**** Exercise materials ****

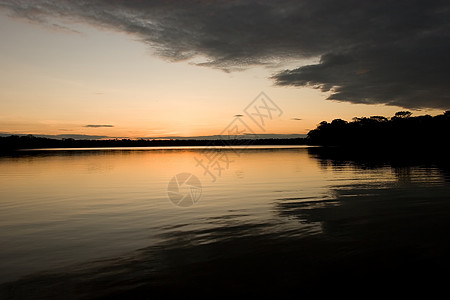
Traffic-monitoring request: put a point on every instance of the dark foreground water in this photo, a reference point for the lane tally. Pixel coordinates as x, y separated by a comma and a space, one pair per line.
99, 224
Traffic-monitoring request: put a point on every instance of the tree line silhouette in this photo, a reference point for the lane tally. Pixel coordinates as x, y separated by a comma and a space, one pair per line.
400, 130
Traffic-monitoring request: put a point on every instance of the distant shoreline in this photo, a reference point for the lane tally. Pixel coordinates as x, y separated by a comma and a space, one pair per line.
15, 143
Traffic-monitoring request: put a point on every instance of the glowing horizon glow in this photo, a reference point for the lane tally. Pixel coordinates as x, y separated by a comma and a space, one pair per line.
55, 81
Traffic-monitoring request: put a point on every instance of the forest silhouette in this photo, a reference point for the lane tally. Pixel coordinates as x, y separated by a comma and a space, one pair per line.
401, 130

****
**** Exercise materials ****

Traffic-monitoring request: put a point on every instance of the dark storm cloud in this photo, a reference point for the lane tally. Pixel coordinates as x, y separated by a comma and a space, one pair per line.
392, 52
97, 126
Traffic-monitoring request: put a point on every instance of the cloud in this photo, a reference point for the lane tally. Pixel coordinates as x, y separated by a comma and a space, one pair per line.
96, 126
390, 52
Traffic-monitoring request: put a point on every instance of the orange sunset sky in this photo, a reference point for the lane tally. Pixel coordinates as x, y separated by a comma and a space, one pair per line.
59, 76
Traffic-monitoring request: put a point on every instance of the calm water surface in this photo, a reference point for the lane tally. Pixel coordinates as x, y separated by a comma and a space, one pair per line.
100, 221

****

List every line of the material above that contains the string "dark", matching case exactly.

Traffic-monitoring request: put a point on every instance of the dark foreground water in this photo, a reference point for the lane tally. Pixel coordinates as x, y separated by a comma and a space, one pair per line.
Traffic-monitoring request: put a point on every instance of the dark storm cloud in this photo, a reference point for the lane tally. Pixel coordinates as x, y separated by a comma and a space, one pair per line.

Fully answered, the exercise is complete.